## PROBLEM STATEMENT
Lay out these records as a two-column CSV with the headers "query" and "points", one row per record, where each field holds the request text or its answer in double quotes with any line breaks replaced by spaces. Omit the pictures from the output.

(Data entries)
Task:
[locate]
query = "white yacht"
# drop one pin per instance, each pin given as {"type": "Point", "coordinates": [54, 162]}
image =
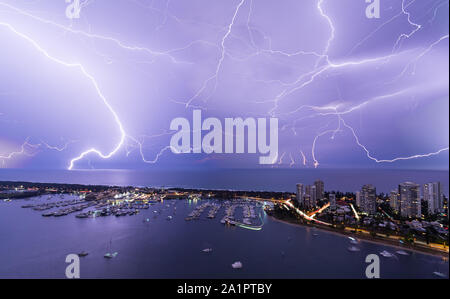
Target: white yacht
{"type": "Point", "coordinates": [386, 253]}
{"type": "Point", "coordinates": [353, 249]}
{"type": "Point", "coordinates": [236, 265]}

## TASK RESPONSE
query,points
"Task: [locate] query = ""white yacht"" # drop one pin per instance, each pin given as {""type"": ""Point"", ""coordinates"": [54, 162]} image = Target: white yacht","{""type"": ""Point"", ""coordinates"": [386, 253]} {""type"": ""Point"", ""coordinates"": [353, 249]} {""type"": ""Point"", ""coordinates"": [236, 265]}"